#### WHAT NEEDS TO BE DONE
The response must be made up of the lines in the entries below that contain "bouquet".

Phrase grounding data:
○ ○ ○ ○

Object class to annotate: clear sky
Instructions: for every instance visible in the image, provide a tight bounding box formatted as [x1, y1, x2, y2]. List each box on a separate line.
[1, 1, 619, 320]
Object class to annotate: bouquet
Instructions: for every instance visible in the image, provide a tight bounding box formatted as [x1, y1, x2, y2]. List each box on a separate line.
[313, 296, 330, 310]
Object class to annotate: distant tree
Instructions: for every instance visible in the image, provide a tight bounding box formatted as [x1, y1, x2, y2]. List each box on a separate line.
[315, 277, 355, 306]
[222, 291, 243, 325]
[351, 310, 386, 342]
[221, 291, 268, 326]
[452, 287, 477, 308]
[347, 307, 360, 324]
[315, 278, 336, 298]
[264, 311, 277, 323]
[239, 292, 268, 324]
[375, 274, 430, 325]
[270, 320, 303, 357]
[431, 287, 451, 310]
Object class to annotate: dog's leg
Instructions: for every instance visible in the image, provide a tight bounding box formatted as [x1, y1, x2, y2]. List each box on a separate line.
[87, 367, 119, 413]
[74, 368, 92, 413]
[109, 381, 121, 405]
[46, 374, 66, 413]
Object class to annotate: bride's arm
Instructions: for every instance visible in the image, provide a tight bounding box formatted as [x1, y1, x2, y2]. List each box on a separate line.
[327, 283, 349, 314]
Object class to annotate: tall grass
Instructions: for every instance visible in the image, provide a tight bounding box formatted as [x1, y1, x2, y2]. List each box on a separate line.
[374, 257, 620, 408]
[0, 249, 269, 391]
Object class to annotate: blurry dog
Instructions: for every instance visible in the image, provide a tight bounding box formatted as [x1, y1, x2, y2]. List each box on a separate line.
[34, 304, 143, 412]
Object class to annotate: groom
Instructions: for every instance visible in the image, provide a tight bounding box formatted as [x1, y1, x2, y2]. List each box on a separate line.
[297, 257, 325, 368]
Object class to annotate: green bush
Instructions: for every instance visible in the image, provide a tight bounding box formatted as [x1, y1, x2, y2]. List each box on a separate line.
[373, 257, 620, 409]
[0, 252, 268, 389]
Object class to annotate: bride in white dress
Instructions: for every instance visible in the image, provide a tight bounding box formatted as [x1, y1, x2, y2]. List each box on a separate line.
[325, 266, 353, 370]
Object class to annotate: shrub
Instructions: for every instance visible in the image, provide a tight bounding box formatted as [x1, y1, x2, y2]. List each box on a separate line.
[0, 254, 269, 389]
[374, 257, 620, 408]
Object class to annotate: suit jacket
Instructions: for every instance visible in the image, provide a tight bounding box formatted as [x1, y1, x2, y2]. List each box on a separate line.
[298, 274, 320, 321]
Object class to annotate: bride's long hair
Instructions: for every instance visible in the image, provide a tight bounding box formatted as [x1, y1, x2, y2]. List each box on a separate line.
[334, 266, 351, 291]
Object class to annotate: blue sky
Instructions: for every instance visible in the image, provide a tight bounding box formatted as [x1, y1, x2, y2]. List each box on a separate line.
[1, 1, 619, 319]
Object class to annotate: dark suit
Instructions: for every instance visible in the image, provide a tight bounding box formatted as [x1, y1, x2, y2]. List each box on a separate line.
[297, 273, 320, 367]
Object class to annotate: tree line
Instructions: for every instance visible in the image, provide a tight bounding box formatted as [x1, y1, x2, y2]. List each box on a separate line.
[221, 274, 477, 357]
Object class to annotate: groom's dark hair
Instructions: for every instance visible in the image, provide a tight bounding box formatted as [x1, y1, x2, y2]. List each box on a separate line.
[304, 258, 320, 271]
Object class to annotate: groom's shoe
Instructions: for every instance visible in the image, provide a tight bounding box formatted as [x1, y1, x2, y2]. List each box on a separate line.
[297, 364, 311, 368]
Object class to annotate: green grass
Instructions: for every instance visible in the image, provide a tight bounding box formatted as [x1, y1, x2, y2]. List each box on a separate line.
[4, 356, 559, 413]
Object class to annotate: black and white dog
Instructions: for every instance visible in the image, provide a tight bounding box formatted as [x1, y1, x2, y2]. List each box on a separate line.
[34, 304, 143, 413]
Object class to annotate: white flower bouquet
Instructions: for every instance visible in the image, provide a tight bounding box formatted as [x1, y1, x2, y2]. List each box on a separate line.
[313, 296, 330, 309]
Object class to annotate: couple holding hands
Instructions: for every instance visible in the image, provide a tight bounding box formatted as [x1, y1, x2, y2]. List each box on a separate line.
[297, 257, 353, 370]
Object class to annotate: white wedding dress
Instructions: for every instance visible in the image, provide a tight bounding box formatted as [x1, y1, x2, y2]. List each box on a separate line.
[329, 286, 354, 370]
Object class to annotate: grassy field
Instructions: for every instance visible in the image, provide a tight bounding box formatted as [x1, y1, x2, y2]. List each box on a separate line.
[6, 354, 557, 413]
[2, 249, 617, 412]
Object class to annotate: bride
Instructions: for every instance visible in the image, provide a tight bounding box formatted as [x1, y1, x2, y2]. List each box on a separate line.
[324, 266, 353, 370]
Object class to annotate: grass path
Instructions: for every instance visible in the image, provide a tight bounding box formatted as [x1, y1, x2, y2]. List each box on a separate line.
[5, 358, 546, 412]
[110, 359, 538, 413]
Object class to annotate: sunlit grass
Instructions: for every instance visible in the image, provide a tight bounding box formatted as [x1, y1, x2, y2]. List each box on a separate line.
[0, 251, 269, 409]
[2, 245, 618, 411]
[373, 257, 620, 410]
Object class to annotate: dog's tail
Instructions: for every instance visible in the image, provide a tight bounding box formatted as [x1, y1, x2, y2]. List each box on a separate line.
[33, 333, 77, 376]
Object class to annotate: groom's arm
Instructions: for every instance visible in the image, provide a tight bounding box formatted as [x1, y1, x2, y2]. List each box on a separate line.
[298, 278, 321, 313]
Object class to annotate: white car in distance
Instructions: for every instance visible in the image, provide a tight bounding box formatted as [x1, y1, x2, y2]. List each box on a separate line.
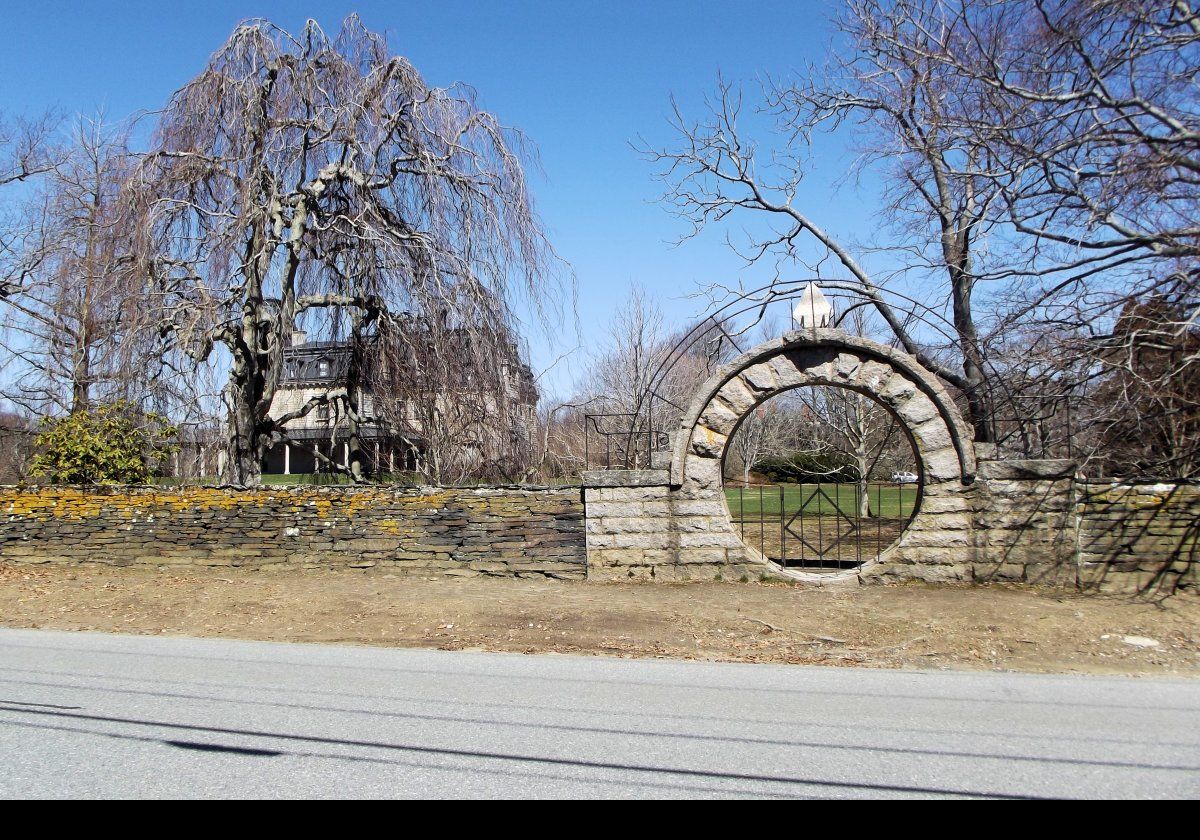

○ ○ ○ ○

#### EXERCISE RESPONSE
Object class to annotate: bouquet
Object class to annotate: white flower bouquet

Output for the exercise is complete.